___ INFORMATION PROVIDED ___

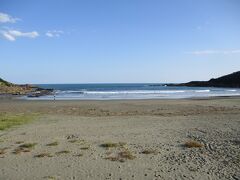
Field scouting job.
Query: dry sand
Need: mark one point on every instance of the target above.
(147, 137)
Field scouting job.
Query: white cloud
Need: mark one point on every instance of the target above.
(5, 18)
(11, 35)
(209, 52)
(54, 33)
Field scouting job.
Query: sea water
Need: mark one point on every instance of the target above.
(131, 91)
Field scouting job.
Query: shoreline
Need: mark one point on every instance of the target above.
(127, 139)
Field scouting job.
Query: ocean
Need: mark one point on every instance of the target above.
(130, 91)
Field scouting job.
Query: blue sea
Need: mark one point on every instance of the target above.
(131, 91)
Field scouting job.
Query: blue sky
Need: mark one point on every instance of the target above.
(100, 41)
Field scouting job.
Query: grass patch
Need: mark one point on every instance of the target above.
(52, 144)
(28, 145)
(113, 145)
(85, 148)
(50, 177)
(63, 152)
(19, 142)
(79, 155)
(80, 141)
(8, 120)
(3, 151)
(20, 150)
(193, 144)
(122, 156)
(41, 155)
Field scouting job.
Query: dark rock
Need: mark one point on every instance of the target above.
(230, 80)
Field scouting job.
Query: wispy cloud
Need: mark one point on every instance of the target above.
(12, 35)
(54, 33)
(209, 52)
(5, 18)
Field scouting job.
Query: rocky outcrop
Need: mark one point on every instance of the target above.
(7, 88)
(230, 80)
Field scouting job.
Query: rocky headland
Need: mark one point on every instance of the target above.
(230, 80)
(7, 88)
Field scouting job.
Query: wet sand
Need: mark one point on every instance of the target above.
(130, 139)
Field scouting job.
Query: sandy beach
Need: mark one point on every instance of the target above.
(130, 139)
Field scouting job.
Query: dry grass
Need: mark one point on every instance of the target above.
(149, 151)
(76, 141)
(52, 144)
(10, 120)
(49, 177)
(122, 156)
(27, 147)
(85, 148)
(3, 151)
(63, 152)
(20, 150)
(41, 155)
(113, 145)
(19, 142)
(79, 155)
(193, 144)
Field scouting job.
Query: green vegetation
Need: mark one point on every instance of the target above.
(10, 120)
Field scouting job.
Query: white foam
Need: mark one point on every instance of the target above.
(202, 91)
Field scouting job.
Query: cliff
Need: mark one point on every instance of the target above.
(26, 89)
(230, 80)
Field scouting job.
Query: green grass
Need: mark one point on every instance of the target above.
(9, 120)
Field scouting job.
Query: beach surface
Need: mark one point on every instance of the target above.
(130, 139)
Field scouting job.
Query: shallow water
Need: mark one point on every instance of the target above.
(131, 91)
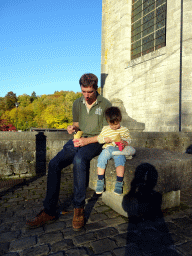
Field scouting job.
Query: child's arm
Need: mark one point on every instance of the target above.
(102, 138)
(126, 137)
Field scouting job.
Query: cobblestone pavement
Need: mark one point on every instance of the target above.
(106, 233)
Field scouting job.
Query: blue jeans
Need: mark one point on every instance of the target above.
(106, 154)
(80, 157)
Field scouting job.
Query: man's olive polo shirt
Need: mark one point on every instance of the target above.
(92, 122)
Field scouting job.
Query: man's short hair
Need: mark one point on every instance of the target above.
(113, 115)
(89, 80)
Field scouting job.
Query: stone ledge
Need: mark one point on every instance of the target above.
(169, 173)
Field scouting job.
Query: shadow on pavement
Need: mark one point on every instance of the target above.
(90, 205)
(147, 231)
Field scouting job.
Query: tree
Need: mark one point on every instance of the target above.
(6, 126)
(24, 100)
(10, 100)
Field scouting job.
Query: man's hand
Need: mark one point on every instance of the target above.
(71, 129)
(124, 143)
(107, 140)
(81, 142)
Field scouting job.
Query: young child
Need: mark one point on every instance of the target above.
(107, 136)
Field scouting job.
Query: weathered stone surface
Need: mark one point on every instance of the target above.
(50, 237)
(59, 225)
(166, 176)
(8, 236)
(62, 245)
(106, 232)
(37, 251)
(130, 250)
(78, 251)
(22, 243)
(85, 238)
(103, 245)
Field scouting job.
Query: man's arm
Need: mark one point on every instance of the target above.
(73, 128)
(85, 141)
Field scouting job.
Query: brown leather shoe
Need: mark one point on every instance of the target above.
(78, 219)
(41, 219)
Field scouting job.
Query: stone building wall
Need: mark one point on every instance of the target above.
(26, 154)
(148, 85)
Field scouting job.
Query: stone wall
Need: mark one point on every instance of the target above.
(27, 154)
(148, 85)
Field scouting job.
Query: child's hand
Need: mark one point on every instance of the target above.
(124, 143)
(107, 140)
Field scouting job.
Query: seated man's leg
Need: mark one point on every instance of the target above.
(80, 167)
(60, 161)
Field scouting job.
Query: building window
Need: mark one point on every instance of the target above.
(148, 26)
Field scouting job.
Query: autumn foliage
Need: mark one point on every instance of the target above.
(6, 126)
(45, 111)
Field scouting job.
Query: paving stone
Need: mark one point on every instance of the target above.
(95, 226)
(12, 254)
(115, 221)
(31, 232)
(97, 217)
(62, 245)
(4, 248)
(69, 232)
(112, 214)
(187, 232)
(130, 250)
(106, 232)
(166, 252)
(102, 208)
(103, 245)
(58, 254)
(104, 254)
(4, 227)
(51, 238)
(185, 248)
(58, 225)
(85, 238)
(18, 225)
(22, 243)
(37, 251)
(150, 240)
(6, 215)
(78, 251)
(14, 219)
(67, 216)
(183, 222)
(9, 236)
(127, 238)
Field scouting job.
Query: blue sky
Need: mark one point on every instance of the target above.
(46, 45)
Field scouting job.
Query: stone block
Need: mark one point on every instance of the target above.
(166, 176)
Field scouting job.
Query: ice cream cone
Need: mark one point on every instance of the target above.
(78, 135)
(117, 138)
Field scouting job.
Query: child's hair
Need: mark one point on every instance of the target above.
(113, 115)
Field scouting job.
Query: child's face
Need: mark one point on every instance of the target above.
(114, 126)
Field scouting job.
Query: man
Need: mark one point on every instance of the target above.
(89, 117)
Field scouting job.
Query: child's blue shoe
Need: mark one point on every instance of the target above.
(118, 188)
(100, 186)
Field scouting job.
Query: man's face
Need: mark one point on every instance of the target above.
(89, 94)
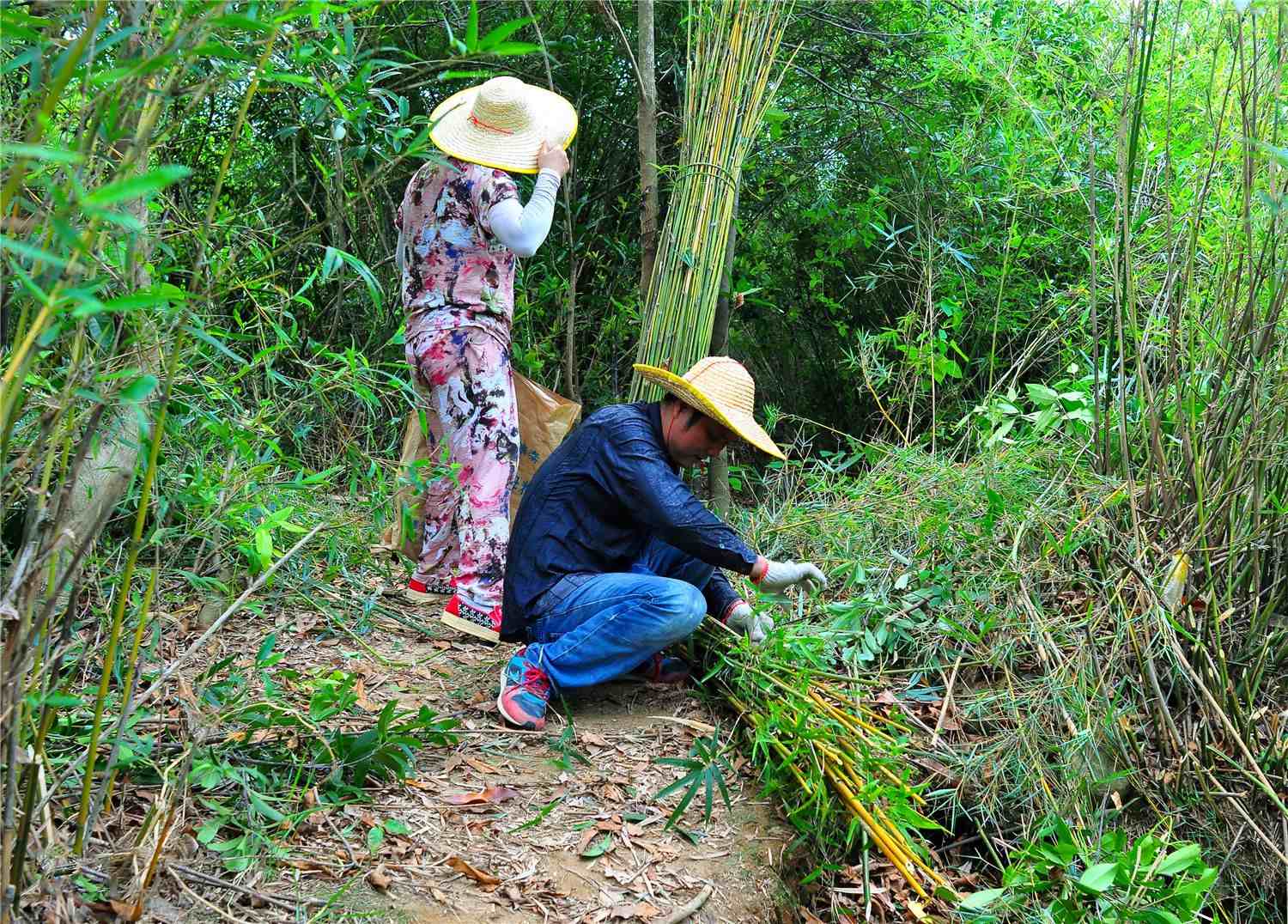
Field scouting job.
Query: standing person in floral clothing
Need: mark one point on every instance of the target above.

___

WHAT YOU ARE ASKED TO DO:
Which lines in the rows above contain the word "grass"? Gather every such line and copy it out.

RESPONSE:
Query: grass patch
Query: dry grass
Query: green grass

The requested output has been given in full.